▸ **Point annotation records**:

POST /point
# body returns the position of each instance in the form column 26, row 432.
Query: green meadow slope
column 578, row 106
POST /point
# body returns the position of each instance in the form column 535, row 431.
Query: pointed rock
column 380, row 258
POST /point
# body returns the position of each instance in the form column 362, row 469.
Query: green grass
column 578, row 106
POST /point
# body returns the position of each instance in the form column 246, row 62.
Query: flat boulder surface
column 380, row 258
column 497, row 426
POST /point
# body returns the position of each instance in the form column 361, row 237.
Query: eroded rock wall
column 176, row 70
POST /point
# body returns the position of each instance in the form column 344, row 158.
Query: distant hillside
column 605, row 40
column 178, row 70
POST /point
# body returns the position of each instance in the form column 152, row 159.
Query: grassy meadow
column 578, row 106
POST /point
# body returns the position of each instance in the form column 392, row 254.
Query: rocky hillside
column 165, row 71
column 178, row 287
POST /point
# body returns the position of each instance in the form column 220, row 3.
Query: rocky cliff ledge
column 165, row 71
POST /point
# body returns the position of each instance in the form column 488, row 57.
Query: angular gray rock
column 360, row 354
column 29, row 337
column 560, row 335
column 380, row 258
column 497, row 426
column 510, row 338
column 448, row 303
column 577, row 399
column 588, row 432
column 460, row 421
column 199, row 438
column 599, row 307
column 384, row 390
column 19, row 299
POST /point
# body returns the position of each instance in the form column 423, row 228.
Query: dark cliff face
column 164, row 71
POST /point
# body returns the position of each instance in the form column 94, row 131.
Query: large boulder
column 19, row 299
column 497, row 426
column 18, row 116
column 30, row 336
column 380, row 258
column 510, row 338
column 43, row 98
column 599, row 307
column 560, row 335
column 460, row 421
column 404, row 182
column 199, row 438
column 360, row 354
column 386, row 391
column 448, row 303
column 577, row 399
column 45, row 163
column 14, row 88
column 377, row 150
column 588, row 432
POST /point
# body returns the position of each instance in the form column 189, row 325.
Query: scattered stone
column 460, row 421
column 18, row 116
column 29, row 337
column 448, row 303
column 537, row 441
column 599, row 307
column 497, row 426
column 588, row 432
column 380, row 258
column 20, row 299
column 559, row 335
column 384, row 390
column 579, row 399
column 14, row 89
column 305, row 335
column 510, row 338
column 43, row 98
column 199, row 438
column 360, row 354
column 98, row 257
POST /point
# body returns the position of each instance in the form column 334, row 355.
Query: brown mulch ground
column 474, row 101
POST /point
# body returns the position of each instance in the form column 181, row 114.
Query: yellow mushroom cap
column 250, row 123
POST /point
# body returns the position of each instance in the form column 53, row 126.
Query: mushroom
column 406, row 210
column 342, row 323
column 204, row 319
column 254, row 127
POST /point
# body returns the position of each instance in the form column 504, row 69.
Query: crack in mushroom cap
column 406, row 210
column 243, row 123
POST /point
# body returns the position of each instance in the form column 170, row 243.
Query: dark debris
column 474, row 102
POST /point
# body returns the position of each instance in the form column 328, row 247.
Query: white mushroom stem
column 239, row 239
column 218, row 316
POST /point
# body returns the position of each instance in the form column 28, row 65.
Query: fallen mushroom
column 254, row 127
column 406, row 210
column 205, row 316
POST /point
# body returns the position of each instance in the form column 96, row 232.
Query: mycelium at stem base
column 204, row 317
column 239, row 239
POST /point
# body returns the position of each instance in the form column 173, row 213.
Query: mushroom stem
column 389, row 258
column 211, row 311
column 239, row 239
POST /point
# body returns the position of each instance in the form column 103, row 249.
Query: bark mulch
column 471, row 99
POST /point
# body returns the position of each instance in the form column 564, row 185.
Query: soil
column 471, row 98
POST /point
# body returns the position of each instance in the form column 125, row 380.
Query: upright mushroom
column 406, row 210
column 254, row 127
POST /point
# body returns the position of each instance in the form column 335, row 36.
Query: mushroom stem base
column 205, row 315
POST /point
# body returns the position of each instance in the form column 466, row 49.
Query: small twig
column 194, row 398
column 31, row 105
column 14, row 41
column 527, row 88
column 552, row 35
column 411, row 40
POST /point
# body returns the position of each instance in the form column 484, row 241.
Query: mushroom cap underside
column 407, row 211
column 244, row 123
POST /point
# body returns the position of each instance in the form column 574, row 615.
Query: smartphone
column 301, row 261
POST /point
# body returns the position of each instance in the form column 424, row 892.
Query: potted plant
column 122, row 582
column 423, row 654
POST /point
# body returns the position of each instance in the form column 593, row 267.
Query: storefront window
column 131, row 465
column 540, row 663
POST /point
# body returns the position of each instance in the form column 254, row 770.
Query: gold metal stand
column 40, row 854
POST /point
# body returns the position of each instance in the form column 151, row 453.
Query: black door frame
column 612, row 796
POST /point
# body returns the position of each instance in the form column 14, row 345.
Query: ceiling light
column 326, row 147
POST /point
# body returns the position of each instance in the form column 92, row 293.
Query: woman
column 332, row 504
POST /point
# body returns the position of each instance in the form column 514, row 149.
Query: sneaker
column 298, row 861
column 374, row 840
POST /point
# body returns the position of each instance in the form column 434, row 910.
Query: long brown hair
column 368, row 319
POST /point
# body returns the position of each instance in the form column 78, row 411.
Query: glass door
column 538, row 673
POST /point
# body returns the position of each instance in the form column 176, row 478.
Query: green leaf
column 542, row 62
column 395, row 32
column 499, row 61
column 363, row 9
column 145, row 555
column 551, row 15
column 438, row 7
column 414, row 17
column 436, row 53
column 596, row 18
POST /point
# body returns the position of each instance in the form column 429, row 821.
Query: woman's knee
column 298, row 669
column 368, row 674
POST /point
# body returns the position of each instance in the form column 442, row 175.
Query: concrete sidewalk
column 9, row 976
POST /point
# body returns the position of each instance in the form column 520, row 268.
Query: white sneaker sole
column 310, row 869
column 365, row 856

▸ **Exercise instructions**: Reproduce each entry word for word.

▸ **Complete output**:
POST /point
# body returns the position of each instance in the form column 26, row 432.
Query: green meadow slope
column 578, row 106
POST /point
# body returns the position of each instance in the form column 535, row 431.
Query: pointed rock
column 380, row 258
POST /point
# body returns the position of each instance in the form column 362, row 469.
Query: green grass
column 578, row 106
POST /point
# body returns the position of each instance in the form column 246, row 62.
Query: flat boulder surface
column 380, row 258
column 497, row 426
POST /point
# body returns the position of each instance in the form column 361, row 237.
Query: eroded rock wall
column 176, row 70
POST /point
# body returns the position of each instance in the form column 344, row 158.
Query: distant hillside
column 605, row 40
column 178, row 70
POST /point
# body returns the position of each instance in the form column 152, row 159.
Query: grassy meadow
column 578, row 106
POST /point
# body returns the position of each instance in the form column 392, row 254.
Query: rocky hillside
column 165, row 71
column 178, row 287
POST /point
# body returns the position of each instance in the form column 220, row 3.
Query: rocky cliff ledge
column 165, row 71
POST /point
# body returns the position of each instance in the form column 488, row 57.
Query: angular gray rock
column 360, row 354
column 29, row 337
column 560, row 335
column 380, row 258
column 497, row 426
column 510, row 338
column 448, row 303
column 577, row 399
column 588, row 432
column 460, row 421
column 199, row 438
column 599, row 307
column 384, row 390
column 19, row 299
POST /point
# body returns the position of each instance in the form column 423, row 228.
Query: dark cliff face
column 164, row 71
POST /point
# body returns the position of each instance in the form column 94, row 131.
Query: large boulder
column 19, row 299
column 497, row 426
column 18, row 116
column 30, row 336
column 380, row 258
column 510, row 338
column 43, row 98
column 599, row 307
column 560, row 335
column 460, row 421
column 404, row 182
column 199, row 438
column 360, row 354
column 386, row 391
column 448, row 303
column 577, row 399
column 45, row 163
column 14, row 88
column 377, row 150
column 588, row 432
POST /point
# body returns the position of each instance in the form column 189, row 325.
Query: scattered stone
column 460, row 421
column 18, row 116
column 29, row 337
column 448, row 303
column 537, row 441
column 599, row 307
column 497, row 426
column 588, row 432
column 380, row 258
column 20, row 299
column 559, row 335
column 384, row 390
column 579, row 399
column 14, row 89
column 305, row 335
column 510, row 338
column 43, row 98
column 199, row 438
column 360, row 354
column 98, row 257
POST /point
# body returns the position of each instance in the form column 334, row 355.
Query: brown mulch ground
column 474, row 101
POST /point
# body returns the position of each instance in the form column 181, row 114.
Query: yellow mushroom cap
column 250, row 123
POST /point
# body returns the position of each instance in the form column 53, row 126.
Query: mushroom
column 406, row 210
column 342, row 323
column 204, row 319
column 254, row 127
POST /point
# body returns the position of each instance in the form column 504, row 69.
Query: crack in mushroom cap
column 406, row 210
column 243, row 123
POST /point
# body returns the position of each instance in the form column 170, row 243.
Query: dark debris
column 474, row 102
POST /point
# body returns the position of each instance in the form column 328, row 247.
Query: white mushroom stem
column 239, row 239
column 218, row 316
POST /point
# body returns the position of each instance in the form column 28, row 65.
Query: fallen mushroom
column 254, row 127
column 406, row 210
column 205, row 316
POST /point
# body returns the position of each instance in the form column 96, row 232.
Query: mycelium at stem base
column 204, row 317
column 239, row 239
POST /point
# body returns the position of each instance in the form column 173, row 213.
Query: mushroom stem
column 389, row 258
column 211, row 311
column 239, row 239
POST /point
# body returns the position of each instance in the form column 103, row 249.
Query: bark mulch
column 471, row 99
POST /point
# body returns the position of each instance in the form column 564, row 185.
Query: soil
column 471, row 98
POST /point
# body returns the position of each instance in the form column 125, row 380.
Query: upright mushroom
column 406, row 210
column 254, row 127
POST /point
# body returns the position of each instance in the form column 335, row 36.
Query: mushroom stem base
column 205, row 315
POST /point
# body returns the position of each instance in the form column 466, row 49.
Query: small twig
column 194, row 398
column 31, row 105
column 14, row 41
column 527, row 88
column 552, row 35
column 411, row 40
POST /point
# body returns the position of each instance in the form column 484, row 241.
Query: mushroom cap underside
column 407, row 211
column 244, row 123
POST /point
# body returns the position of each instance in the form column 574, row 615.
Query: smartphone
column 301, row 261
POST /point
# body returns the position of each instance in the form column 424, row 892.
Query: potted plant
column 122, row 582
column 423, row 654
POST /point
# body returns the position of each instance in the form column 593, row 267.
Query: storefront window
column 131, row 465
column 540, row 663
POST /point
# body returns the position of each instance in the form column 254, row 770.
Query: gold metal stand
column 40, row 854
POST /point
# body returns the position of each instance in the form column 151, row 453.
Query: black door frame
column 612, row 796
POST /point
# body returns the position of each instance in the form column 14, row 345.
Query: ceiling light
column 326, row 147
POST /point
# body returns the position of each instance in the form column 92, row 293.
Query: woman
column 332, row 504
POST /point
# body returns the position of each instance in the form column 514, row 149.
Query: sneaker
column 298, row 861
column 374, row 840
POST /point
# body returns the position of each instance in the form column 434, row 910.
Query: long brown hair
column 368, row 319
POST /point
# body returns the position of each instance in the form column 78, row 411.
Query: glass door
column 538, row 673
POST /point
# body returns the position of each instance in the form column 176, row 478.
Query: green leaf
column 542, row 62
column 395, row 32
column 499, row 61
column 363, row 9
column 145, row 555
column 551, row 15
column 438, row 7
column 414, row 17
column 436, row 53
column 596, row 18
POST /point
# body returns the position of each instance in the form column 429, row 821.
Query: woman's knee
column 298, row 669
column 368, row 674
POST /point
# body returns the position of each instance in the form column 442, row 175.
Query: concrete sidewalk
column 9, row 976
POST /point
# body returns the position of each instance in the form column 520, row 268.
Query: white sneaker sole
column 310, row 869
column 365, row 856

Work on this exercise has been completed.